• **Goal**: Swap "church" for "chapel" in the records below, from the line with "Can you spot the glass" up to and including the line with "x=145, y=156", and change nothing else. Give back only those lines, without the pictures.

• **Task input**:
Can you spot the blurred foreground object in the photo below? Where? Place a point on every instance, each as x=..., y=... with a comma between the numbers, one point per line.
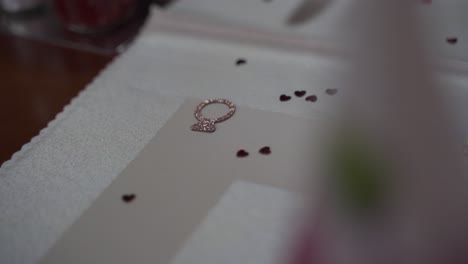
x=16, y=6
x=395, y=182
x=89, y=16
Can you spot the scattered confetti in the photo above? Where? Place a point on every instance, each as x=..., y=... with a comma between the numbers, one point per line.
x=284, y=98
x=242, y=153
x=330, y=91
x=311, y=98
x=452, y=40
x=265, y=150
x=241, y=62
x=128, y=197
x=299, y=93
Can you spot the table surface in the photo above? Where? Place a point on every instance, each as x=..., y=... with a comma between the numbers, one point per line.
x=37, y=81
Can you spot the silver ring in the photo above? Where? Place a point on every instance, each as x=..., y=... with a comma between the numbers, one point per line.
x=205, y=124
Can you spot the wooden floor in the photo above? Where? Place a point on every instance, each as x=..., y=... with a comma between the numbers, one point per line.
x=36, y=81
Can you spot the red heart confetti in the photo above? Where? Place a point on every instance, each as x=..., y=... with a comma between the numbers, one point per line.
x=128, y=197
x=241, y=61
x=284, y=98
x=242, y=153
x=452, y=40
x=265, y=150
x=330, y=91
x=311, y=98
x=299, y=93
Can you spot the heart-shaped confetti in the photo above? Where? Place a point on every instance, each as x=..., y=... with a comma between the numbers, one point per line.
x=299, y=93
x=128, y=197
x=284, y=98
x=330, y=91
x=241, y=61
x=452, y=40
x=311, y=98
x=242, y=153
x=265, y=150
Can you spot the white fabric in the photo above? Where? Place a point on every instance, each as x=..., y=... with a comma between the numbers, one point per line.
x=247, y=214
x=49, y=183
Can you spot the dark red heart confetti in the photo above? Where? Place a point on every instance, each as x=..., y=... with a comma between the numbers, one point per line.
x=265, y=150
x=241, y=61
x=452, y=40
x=128, y=197
x=284, y=98
x=242, y=153
x=299, y=93
x=311, y=98
x=330, y=91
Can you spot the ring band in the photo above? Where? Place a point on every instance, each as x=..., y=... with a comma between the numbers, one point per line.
x=205, y=124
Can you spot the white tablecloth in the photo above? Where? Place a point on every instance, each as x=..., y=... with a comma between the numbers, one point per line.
x=56, y=176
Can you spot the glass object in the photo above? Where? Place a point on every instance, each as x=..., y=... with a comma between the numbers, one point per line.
x=89, y=16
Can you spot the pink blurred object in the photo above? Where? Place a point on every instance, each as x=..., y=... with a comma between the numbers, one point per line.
x=16, y=6
x=89, y=16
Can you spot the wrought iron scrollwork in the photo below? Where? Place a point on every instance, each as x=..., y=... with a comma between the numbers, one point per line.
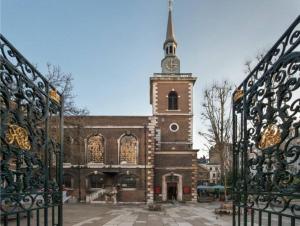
x=30, y=158
x=266, y=127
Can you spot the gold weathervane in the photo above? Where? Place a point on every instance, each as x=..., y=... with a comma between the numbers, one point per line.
x=238, y=95
x=270, y=136
x=54, y=95
x=19, y=136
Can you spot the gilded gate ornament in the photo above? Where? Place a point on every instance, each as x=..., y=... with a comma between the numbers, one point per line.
x=54, y=96
x=96, y=148
x=270, y=136
x=19, y=136
x=238, y=95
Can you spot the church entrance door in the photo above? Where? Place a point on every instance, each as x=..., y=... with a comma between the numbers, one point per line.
x=172, y=191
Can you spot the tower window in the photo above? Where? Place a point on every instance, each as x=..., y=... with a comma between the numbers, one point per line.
x=173, y=101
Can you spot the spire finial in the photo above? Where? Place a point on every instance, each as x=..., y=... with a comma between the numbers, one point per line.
x=170, y=5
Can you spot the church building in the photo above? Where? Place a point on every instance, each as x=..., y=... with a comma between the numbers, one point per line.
x=137, y=158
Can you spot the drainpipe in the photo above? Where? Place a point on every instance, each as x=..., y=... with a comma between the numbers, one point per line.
x=145, y=156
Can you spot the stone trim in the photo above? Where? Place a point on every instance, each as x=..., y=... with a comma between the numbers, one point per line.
x=105, y=127
x=174, y=168
x=103, y=166
x=175, y=152
x=164, y=186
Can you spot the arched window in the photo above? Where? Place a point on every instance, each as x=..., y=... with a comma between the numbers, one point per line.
x=68, y=181
x=96, y=181
x=173, y=101
x=128, y=149
x=127, y=181
x=96, y=149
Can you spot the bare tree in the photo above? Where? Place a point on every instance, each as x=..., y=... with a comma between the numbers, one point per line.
x=63, y=82
x=216, y=111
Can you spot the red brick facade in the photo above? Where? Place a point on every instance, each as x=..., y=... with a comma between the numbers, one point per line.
x=138, y=159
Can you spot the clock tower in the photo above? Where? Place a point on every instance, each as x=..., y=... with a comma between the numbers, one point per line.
x=171, y=96
x=170, y=63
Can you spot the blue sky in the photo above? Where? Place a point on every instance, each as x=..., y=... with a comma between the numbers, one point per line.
x=112, y=47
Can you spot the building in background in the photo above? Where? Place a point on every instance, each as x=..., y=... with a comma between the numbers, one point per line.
x=137, y=158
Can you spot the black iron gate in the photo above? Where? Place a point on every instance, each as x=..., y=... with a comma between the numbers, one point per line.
x=266, y=138
x=31, y=143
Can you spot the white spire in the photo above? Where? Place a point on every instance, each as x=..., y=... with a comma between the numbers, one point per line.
x=171, y=5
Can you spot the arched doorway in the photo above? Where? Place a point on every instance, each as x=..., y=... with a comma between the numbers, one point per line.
x=172, y=187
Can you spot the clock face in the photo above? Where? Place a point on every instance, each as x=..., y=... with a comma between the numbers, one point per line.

• **Response to this task**:
Can you spot the glass object in the photo above? Where? Place a point on every instance, each as x=..., y=... with a comma between the numbers, one point per line.
x=89, y=16
Can you spot the pink blurred object in the photo above? Where? Place a point on every instance, each as x=..., y=... with a comma between the numbers, one point per line.
x=16, y=6
x=89, y=16
Can you spot the wrought iron scrollwork in the photo below? Where? Place a point on every instance, each as x=..., y=... with a comma between the numbers, one point per line.
x=30, y=158
x=266, y=127
Can you spot the gold weathervane in the photo above? Where? Place a point on every instance, each as x=..., y=... with a comma between the numbers, one point per line.
x=238, y=95
x=270, y=136
x=54, y=95
x=19, y=136
Can you spot the gilded gate ornament in the photo above? Where? Place a point on every instance, each as x=..., y=... with a comma between the numbers, one point per line.
x=54, y=96
x=96, y=148
x=270, y=136
x=19, y=136
x=238, y=95
Can you spot the chapel entrance door in the photo above? Where? Place a point on every instance, each as x=..., y=... with a comma between the numbers, one point per line.
x=172, y=191
Can you spot the tower window in the photo above? Where? Place a point on every instance, each as x=..., y=... with a comma between the numbers, one point per line.
x=173, y=101
Can you spot the spire finial in the photo above? Where? Place a point on every instance, each as x=..., y=... with a comma between the numbers, one point per line.
x=170, y=5
Can you spot the chapel building in the photo above? Where? Place a point on every instance, each as x=..., y=... with a comma between the numbers, one point per line.
x=137, y=158
Can you spot the drainpipe in the photo above? Where? Place a point on every instance, each as x=..., y=... with a comma between the numbers, one point per line.
x=145, y=156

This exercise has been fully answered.